▸ **Task prompt**
There is material below. Print exactly the lines starting at the line with "In which area of the image above does the muddy" and ending at the line with "In which area of the image above does the concrete underpass", ends included, and no others.

** Records supplied follows **

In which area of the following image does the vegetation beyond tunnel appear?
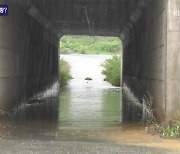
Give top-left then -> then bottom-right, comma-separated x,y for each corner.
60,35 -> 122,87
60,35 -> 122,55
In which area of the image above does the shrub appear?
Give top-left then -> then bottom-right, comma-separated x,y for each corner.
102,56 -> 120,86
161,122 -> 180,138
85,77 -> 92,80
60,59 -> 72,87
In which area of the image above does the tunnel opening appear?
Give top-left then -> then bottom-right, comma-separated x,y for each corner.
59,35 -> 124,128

** End of Records supplied **
** Records supplied follows **

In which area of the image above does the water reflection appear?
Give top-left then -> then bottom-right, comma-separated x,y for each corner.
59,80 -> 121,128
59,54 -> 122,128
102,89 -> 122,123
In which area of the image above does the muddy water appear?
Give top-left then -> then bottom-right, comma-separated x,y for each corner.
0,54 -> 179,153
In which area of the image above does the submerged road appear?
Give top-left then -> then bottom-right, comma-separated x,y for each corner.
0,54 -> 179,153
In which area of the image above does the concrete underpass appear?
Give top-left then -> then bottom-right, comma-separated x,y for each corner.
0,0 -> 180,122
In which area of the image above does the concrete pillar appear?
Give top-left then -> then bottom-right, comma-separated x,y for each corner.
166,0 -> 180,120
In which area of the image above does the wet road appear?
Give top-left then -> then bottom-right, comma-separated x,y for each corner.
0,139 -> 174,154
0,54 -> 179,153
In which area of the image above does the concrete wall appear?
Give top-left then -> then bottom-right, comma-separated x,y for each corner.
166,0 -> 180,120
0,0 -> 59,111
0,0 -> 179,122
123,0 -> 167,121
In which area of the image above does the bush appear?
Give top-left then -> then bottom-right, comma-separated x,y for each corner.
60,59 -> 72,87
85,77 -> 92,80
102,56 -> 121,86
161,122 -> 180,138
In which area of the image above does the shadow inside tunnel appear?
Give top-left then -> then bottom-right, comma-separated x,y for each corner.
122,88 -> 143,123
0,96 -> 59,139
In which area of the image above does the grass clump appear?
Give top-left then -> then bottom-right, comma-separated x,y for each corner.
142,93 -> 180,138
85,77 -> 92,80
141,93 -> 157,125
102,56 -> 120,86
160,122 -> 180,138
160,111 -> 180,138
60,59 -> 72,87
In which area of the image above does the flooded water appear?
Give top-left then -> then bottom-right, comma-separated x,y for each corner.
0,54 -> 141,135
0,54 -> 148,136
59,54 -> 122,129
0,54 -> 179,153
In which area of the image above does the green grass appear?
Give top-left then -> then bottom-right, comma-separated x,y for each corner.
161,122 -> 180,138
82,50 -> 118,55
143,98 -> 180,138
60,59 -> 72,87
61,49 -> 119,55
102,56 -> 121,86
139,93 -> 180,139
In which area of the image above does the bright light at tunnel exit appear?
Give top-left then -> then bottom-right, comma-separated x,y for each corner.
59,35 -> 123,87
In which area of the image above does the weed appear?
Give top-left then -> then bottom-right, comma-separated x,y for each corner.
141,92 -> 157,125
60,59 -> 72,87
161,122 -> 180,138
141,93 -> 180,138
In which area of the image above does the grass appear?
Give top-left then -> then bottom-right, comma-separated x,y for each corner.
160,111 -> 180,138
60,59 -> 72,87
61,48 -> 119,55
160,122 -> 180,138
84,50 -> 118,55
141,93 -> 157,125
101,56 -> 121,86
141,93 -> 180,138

** End of Records supplied **

▸ **Your response**
In which area of the image above does the muddy water appear?
Give top-left then -> then bottom-right, comma-separated x,y for each corner.
0,54 -> 179,153
In which area of the image above does the submerged road appear?
Give top-left then -> then bottom-right, comma-separated x,y for each corner.
0,54 -> 179,153
In which area of the image above does the concrete underpass appear?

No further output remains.